Mr. Kraft- ...I think it’s a splendid idea! If Libby wants to be on the team, then she’s on it.

He walks off pleased.

Sabrina- Darn it Libby, you get your way again! Ne-he-he!

She dumps a pile of text books into Libby’s stunned arms and walks off grinning.

Int. Spellman kitchen. Zelda’s still having neighbour problems and comes in from the living room carrying another mangled piece of metal.

Zelda- Mr. Tobias responded to my reasonable and rational letter by doing this.

She places the hunk of iron on the table in front of Salem.

Salem- A hunk of metal? He shouldn’t have.

Zelda- No, it’s our mailbox.

She points at it to make her point and it un-crinkles itself back into a mailbox.

Salem- Well I have two words for Mr. Tobias. Water balloons, aimed at his house on the hour, every hour. I realise that’s more than two words.
▬▬▬▬▬▬▬▬▬▬
Given exercise 1:
Answer these from the script excerpt:
(a) What does Mr. Kraft decide about Libby and the team?
(b) According to Zelda, what is the mangled piece of metal she puts in front of Salem?
(c) What does Salem suggest aiming at Mr. Tobias's house, and how often?
Given exercise 2:
Please quote the script excerpt word for word, starting with "He walks off" and going on through "front of Salem.".
Given exercise 3:
Continue the script excerpt, picking up after Salem's last line.
▬▬▬▬▬▬▬▬▬▬
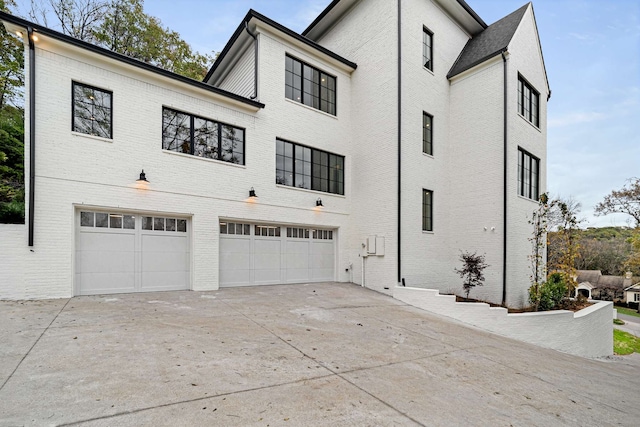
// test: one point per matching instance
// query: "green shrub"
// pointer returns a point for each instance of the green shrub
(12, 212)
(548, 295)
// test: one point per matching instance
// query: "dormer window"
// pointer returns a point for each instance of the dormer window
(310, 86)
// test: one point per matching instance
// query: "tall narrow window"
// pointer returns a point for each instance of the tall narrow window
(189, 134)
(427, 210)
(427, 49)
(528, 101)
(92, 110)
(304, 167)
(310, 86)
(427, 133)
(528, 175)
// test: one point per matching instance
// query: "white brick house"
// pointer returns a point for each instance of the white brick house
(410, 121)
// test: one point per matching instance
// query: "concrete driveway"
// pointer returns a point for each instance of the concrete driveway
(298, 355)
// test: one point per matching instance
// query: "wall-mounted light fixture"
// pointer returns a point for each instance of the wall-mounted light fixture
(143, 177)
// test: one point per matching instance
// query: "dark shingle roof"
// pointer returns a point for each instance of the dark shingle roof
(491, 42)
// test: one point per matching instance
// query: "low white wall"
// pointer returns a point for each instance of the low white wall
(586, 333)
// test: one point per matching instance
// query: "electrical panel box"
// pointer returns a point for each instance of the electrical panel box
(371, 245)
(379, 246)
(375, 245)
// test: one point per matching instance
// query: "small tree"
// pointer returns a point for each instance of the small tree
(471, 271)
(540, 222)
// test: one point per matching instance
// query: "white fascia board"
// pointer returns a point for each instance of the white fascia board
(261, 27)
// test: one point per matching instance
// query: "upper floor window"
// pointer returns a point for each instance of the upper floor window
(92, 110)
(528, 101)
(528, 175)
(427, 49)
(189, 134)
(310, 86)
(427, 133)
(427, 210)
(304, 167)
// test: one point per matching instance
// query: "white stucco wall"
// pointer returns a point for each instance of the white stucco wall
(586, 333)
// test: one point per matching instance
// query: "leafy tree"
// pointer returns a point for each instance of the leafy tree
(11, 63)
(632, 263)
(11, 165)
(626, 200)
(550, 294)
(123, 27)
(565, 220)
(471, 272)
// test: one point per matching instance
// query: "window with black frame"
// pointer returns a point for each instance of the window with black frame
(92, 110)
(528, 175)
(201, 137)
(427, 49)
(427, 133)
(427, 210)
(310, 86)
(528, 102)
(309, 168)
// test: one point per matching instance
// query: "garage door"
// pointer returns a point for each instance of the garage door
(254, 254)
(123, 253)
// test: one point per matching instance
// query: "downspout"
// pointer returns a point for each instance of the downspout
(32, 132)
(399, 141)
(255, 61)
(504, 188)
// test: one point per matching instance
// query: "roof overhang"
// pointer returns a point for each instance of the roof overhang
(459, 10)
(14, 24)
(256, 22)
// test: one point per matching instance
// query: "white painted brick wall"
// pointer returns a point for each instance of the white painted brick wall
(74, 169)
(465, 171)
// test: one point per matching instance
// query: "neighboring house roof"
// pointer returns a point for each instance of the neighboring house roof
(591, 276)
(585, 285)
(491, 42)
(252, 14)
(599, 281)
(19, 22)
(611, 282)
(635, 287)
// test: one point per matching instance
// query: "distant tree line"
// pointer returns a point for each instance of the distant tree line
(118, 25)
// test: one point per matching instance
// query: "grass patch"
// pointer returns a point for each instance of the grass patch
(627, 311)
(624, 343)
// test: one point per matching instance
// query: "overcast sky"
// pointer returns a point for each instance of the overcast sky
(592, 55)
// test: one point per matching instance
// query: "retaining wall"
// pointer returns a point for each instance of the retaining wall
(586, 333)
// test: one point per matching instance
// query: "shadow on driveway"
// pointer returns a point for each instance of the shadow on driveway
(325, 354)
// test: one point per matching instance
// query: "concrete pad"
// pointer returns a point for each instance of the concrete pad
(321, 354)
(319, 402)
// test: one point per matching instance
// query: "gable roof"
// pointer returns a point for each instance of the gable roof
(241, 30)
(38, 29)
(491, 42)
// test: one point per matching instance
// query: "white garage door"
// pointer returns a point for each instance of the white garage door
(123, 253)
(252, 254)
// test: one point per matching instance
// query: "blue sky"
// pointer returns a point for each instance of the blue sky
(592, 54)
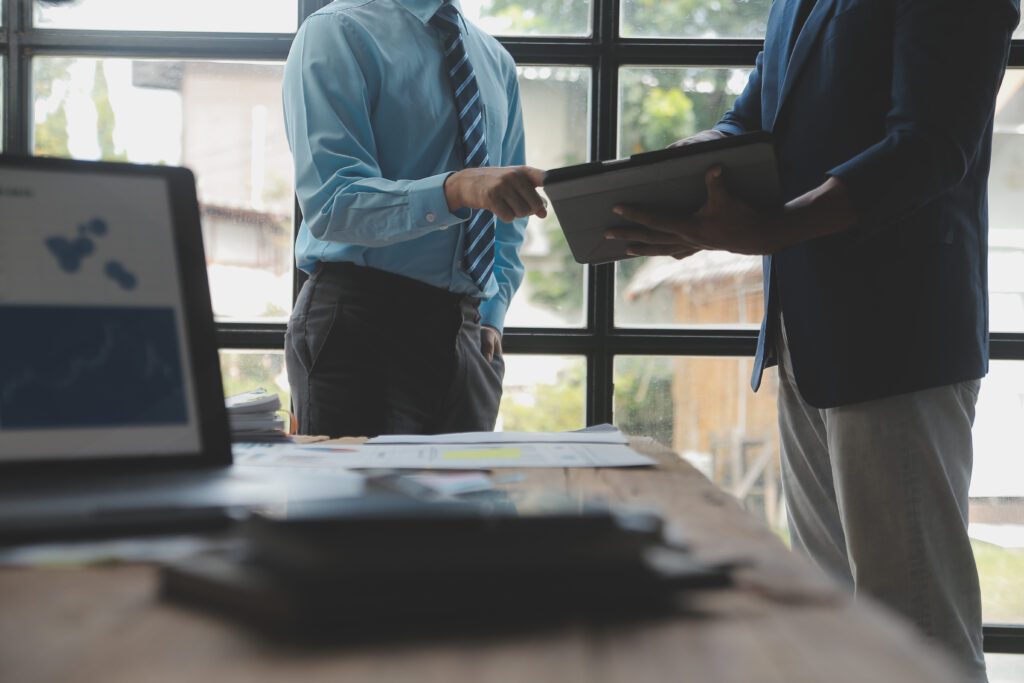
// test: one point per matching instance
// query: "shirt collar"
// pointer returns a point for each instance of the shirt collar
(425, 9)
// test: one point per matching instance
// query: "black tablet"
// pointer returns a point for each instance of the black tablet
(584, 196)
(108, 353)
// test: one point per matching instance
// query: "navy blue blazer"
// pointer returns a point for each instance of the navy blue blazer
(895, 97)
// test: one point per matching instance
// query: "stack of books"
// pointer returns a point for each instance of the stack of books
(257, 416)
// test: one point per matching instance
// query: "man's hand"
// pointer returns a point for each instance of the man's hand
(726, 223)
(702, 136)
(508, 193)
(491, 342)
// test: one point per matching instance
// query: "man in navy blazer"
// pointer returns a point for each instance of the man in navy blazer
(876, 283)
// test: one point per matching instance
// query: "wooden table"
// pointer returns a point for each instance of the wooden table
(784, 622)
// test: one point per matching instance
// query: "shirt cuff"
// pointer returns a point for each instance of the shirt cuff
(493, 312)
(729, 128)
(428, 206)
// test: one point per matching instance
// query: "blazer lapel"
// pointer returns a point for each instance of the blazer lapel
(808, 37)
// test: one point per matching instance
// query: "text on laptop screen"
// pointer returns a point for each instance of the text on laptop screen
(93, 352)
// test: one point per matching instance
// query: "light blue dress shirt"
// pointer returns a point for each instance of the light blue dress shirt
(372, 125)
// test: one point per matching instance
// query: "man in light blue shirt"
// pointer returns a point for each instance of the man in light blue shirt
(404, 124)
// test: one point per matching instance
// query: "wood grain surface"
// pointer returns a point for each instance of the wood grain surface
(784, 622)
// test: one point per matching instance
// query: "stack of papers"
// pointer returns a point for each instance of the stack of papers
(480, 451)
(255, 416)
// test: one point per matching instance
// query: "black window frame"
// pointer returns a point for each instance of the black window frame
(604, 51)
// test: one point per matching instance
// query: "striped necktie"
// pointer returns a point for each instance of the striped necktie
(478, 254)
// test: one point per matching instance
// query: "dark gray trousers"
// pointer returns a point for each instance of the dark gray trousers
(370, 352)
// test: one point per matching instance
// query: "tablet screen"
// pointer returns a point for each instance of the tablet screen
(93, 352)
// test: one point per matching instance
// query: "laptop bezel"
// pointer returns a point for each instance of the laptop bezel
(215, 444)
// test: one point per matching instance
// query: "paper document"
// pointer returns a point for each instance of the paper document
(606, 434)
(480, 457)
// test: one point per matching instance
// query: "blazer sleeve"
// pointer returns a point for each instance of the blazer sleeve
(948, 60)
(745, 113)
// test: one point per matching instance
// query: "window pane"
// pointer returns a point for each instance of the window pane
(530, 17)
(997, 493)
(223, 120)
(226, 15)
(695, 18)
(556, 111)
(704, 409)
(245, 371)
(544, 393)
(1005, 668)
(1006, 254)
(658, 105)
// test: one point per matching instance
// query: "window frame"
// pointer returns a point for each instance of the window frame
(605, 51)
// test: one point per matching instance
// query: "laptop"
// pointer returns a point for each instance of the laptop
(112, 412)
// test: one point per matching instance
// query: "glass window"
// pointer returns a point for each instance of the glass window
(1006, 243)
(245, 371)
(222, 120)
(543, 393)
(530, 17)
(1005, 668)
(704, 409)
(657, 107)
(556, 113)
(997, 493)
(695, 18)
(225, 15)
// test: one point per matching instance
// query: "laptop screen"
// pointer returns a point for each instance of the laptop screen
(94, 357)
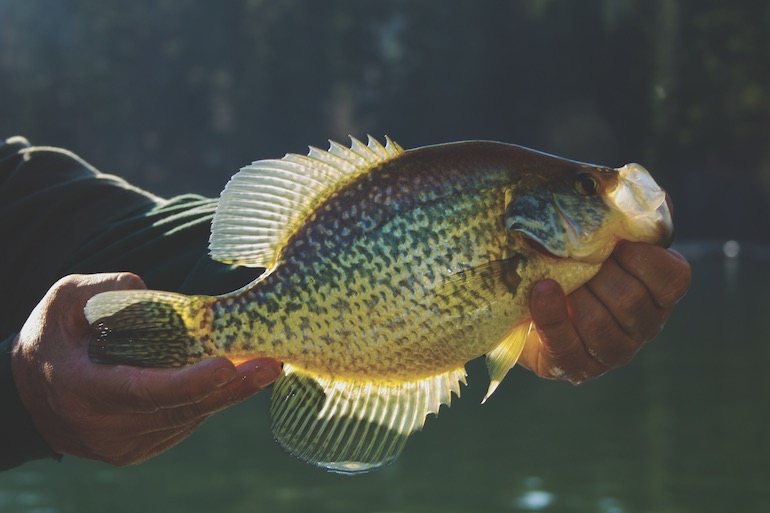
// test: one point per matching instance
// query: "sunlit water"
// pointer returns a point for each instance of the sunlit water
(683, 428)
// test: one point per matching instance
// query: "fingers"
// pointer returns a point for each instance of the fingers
▬▬▬▬▬▬▬▬▬▬
Expected output 1:
(a) He decides that Libby is on the team, since she wants to be.
(b) It is their mailbox.
(c) Water balloons, on the hour, every hour.

Expected output 2:
He walks off pleased.

Sabrina- Darn it Libby, you get your way again! Ne-he-he!

She dumps a pile of text books into Libby’s stunned arms and walks off grinning.

Int. Spellman kitchen. Zelda’s still having neighbour problems and comes in from the living room carrying another mangled piece of metal.

Zelda- Mr. Tobias responded to my reasonable and rational letter by doing this.

She places the hunk of iron on the table in front of Salem.

Expected output 3:
Zelda- No Salem, I refuse to stoop to that Neanderthals level.

Sabrina hurries in.

Sabrina- Quick! I need a spell to help fill Harvey, Valerie and Libby’s brains with... well brains.

Zelda- Sabrina, you know spells to make people smarter are illegal.

Sabrina- Well it’s not that they’re stupid... except maybe Libby, it’s just that they lack confidence... except maybe Libby. Is there a spell that will help them tap into the knowledge that they already have?

Zelda- There’s a ‘find your full potential’ spell and it’s okay to use on mortals.

Salem- Witness Mark McGuire.

Sabrina- Perfect!

Zelda- But there’s a catch. You need your witches licence.

Sabrina- But I can’t get my stupid licence until I figure out the stupid family secret!

She stamps her foot in frustration as she heads for the stairs.

Int. Sabrina’s bedroom. Salem’s sat at the window scoping out the enemy through his binoculars while Sabrina’s stretched out on the bed thumbing through the magic book looking for a solution to her problem.

Salem- I don’t believe it! Tobias is spying on us with a telescope. Some people have no moral compass.

Sabrina- Salem, you’ve gotta help me. I’ve gotta get my licence. Don’t you know anything about the families secret?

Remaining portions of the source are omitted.